Aim>
Copy out exactly the lines running from the one with "segment turbine hub, all instances" through the final line, both ends included, and nothing else. Pictures stay out of the copy.

____ Excerpted records

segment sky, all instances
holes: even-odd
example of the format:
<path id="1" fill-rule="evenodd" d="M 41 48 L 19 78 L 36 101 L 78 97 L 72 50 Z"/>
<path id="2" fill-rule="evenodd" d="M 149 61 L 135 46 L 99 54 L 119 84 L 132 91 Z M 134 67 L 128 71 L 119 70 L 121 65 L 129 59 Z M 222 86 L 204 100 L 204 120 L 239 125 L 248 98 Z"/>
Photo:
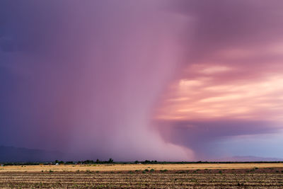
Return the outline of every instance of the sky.
<path id="1" fill-rule="evenodd" d="M 283 2 L 0 2 L 0 146 L 283 158 Z"/>

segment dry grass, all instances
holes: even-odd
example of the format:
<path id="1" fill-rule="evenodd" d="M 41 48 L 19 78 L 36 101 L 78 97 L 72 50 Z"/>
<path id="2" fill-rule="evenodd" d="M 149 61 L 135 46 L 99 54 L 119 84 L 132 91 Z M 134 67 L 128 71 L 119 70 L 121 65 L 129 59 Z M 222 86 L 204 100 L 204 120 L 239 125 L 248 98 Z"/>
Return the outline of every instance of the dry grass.
<path id="1" fill-rule="evenodd" d="M 283 164 L 7 166 L 0 188 L 283 188 Z"/>
<path id="2" fill-rule="evenodd" d="M 5 166 L 0 167 L 0 173 L 11 171 L 41 172 L 49 171 L 124 171 L 144 169 L 156 171 L 195 170 L 195 169 L 232 169 L 257 168 L 283 168 L 283 164 L 103 164 L 103 165 L 36 165 Z"/>

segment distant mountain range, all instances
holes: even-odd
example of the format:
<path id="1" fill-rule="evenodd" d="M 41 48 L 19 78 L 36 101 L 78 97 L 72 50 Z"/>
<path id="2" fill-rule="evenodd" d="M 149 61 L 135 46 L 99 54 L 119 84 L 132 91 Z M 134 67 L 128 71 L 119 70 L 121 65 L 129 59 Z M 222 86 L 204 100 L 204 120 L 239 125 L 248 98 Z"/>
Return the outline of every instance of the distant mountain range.
<path id="1" fill-rule="evenodd" d="M 54 161 L 63 157 L 60 151 L 0 146 L 0 162 Z"/>
<path id="2" fill-rule="evenodd" d="M 57 151 L 47 151 L 0 146 L 0 162 L 40 162 L 65 159 L 66 154 Z M 202 161 L 283 161 L 283 159 L 266 158 L 253 156 L 231 156 Z"/>
<path id="3" fill-rule="evenodd" d="M 209 160 L 209 161 L 283 161 L 283 159 L 279 158 L 269 158 L 269 157 L 258 157 L 253 156 L 231 156 L 225 157 L 218 159 Z"/>

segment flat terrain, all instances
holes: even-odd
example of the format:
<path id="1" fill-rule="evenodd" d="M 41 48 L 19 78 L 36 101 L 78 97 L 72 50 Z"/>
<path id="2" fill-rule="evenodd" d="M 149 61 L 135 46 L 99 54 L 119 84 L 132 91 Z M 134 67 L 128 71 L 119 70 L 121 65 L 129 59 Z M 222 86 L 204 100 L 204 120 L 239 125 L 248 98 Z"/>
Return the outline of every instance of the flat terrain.
<path id="1" fill-rule="evenodd" d="M 283 188 L 283 164 L 7 166 L 0 188 Z"/>
<path id="2" fill-rule="evenodd" d="M 0 173 L 7 171 L 40 172 L 49 171 L 122 171 L 144 169 L 156 171 L 193 170 L 193 169 L 232 169 L 257 168 L 283 168 L 283 164 L 93 164 L 93 165 L 36 165 L 6 166 L 0 167 Z"/>

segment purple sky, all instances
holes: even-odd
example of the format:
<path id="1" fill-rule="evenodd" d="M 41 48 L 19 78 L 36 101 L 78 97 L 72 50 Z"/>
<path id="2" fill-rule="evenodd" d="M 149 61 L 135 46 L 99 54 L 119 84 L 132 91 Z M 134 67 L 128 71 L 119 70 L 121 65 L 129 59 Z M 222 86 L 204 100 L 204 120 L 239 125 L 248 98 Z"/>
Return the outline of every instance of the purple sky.
<path id="1" fill-rule="evenodd" d="M 0 145 L 282 158 L 282 12 L 279 0 L 1 1 Z"/>

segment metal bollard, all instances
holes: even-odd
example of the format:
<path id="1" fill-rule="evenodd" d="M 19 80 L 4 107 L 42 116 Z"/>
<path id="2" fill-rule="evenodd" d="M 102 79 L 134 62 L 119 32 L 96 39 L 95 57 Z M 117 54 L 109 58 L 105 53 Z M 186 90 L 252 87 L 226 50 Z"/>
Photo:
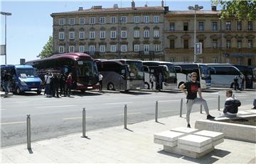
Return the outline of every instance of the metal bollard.
<path id="1" fill-rule="evenodd" d="M 156 101 L 156 115 L 155 115 L 155 122 L 157 122 L 158 118 L 158 101 Z"/>
<path id="2" fill-rule="evenodd" d="M 127 105 L 124 105 L 124 129 L 127 129 Z"/>
<path id="3" fill-rule="evenodd" d="M 85 107 L 82 108 L 82 136 L 85 136 Z"/>
<path id="4" fill-rule="evenodd" d="M 27 147 L 31 149 L 31 119 L 30 115 L 27 115 Z"/>
<path id="5" fill-rule="evenodd" d="M 182 117 L 183 98 L 181 100 L 180 117 Z"/>
<path id="6" fill-rule="evenodd" d="M 218 95 L 218 110 L 220 110 L 220 96 Z"/>

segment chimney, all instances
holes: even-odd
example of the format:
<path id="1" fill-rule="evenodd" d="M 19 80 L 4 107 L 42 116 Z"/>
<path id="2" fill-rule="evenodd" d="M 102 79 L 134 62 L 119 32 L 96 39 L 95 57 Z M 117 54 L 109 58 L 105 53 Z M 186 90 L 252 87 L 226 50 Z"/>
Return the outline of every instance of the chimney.
<path id="1" fill-rule="evenodd" d="M 134 9 L 135 8 L 135 2 L 132 0 L 132 8 Z"/>
<path id="2" fill-rule="evenodd" d="M 212 11 L 217 11 L 217 7 L 216 7 L 216 6 L 212 6 Z"/>

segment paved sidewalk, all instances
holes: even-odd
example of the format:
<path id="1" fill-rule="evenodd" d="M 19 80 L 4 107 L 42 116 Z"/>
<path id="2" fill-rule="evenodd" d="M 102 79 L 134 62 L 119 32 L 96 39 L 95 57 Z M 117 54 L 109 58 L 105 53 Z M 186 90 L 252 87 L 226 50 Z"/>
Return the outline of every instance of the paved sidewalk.
<path id="1" fill-rule="evenodd" d="M 242 106 L 240 110 L 250 109 Z M 160 110 L 161 109 L 159 109 Z M 218 110 L 210 110 L 217 116 Z M 129 112 L 128 112 L 129 115 Z M 132 117 L 128 115 L 129 117 Z M 185 115 L 183 115 L 185 117 Z M 191 126 L 205 114 L 191 113 Z M 256 144 L 230 139 L 215 146 L 209 154 L 198 159 L 166 153 L 163 146 L 154 144 L 154 134 L 178 127 L 186 127 L 184 117 L 173 116 L 124 126 L 82 133 L 31 143 L 33 153 L 26 144 L 1 149 L 1 163 L 255 163 Z M 33 136 L 31 136 L 33 139 Z"/>

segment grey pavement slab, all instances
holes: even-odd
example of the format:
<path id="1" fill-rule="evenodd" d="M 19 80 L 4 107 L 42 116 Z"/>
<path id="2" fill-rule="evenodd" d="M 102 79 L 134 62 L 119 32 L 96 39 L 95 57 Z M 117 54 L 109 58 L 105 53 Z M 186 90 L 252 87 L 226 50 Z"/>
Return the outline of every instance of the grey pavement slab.
<path id="1" fill-rule="evenodd" d="M 240 110 L 248 110 L 242 106 Z M 221 111 L 210 110 L 218 116 Z M 224 139 L 210 153 L 197 159 L 166 152 L 163 146 L 154 143 L 154 134 L 186 127 L 186 118 L 179 116 L 86 131 L 31 143 L 33 153 L 26 144 L 1 148 L 2 163 L 253 163 L 256 144 Z M 191 113 L 191 125 L 206 119 L 206 114 Z M 129 120 L 128 120 L 129 121 Z M 31 136 L 33 138 L 33 136 Z"/>

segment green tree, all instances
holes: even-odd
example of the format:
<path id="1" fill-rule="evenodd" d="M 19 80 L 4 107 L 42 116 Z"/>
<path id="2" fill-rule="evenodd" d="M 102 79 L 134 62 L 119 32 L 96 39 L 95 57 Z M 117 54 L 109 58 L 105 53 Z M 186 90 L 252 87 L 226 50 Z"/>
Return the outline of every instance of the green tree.
<path id="1" fill-rule="evenodd" d="M 212 0 L 212 4 L 220 6 L 221 18 L 235 17 L 240 20 L 256 20 L 256 0 Z"/>
<path id="2" fill-rule="evenodd" d="M 49 57 L 53 54 L 53 37 L 50 36 L 48 41 L 46 42 L 46 45 L 43 47 L 43 50 L 36 56 L 37 57 L 46 58 Z"/>

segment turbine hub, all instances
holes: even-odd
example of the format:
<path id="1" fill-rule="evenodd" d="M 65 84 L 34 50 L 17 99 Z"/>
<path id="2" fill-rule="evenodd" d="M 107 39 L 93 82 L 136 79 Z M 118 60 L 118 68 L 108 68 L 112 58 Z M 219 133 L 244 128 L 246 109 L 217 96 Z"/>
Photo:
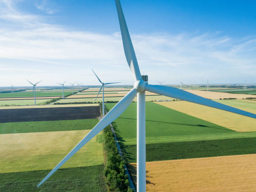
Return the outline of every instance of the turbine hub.
<path id="1" fill-rule="evenodd" d="M 141 79 L 139 81 L 137 81 L 134 83 L 133 87 L 137 90 L 139 92 L 143 92 L 145 91 L 145 85 L 146 82 L 143 80 Z"/>

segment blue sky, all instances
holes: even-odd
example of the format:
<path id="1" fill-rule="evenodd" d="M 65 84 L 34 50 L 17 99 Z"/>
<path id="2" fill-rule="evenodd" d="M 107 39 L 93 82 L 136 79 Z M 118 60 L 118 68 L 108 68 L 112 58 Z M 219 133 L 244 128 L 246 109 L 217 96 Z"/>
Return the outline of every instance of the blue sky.
<path id="1" fill-rule="evenodd" d="M 256 82 L 253 1 L 120 2 L 150 83 Z M 0 86 L 133 83 L 113 0 L 0 0 Z"/>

________

Complete output>
segment turbine hub, all instances
holes: even-odd
example of the format:
<path id="1" fill-rule="evenodd" d="M 65 84 L 34 50 L 17 99 Z"/>
<path id="2" fill-rule="evenodd" d="M 107 39 L 93 82 L 136 79 Z M 118 60 L 118 68 L 108 68 L 112 58 Z M 219 133 L 244 128 L 246 109 L 217 96 Z"/>
Photo:
Return the outline of every instance of the turbine hub.
<path id="1" fill-rule="evenodd" d="M 141 79 L 139 81 L 137 81 L 134 83 L 133 87 L 137 90 L 139 92 L 143 92 L 145 91 L 145 85 L 146 82 L 143 80 Z"/>

segment blue sky, all instances
holes: even-odd
example of the format:
<path id="1" fill-rule="evenodd" d="M 65 84 L 34 50 L 17 99 Z"/>
<path id="2" fill-rule="evenodd" d="M 107 39 L 93 82 L 136 79 Z M 118 60 L 118 68 L 108 68 L 112 58 Z M 219 133 L 244 128 L 246 109 L 217 96 Z"/>
Return the outline of every instance of the blue sky.
<path id="1" fill-rule="evenodd" d="M 256 82 L 253 1 L 120 2 L 150 83 Z M 0 86 L 133 83 L 113 0 L 0 0 Z"/>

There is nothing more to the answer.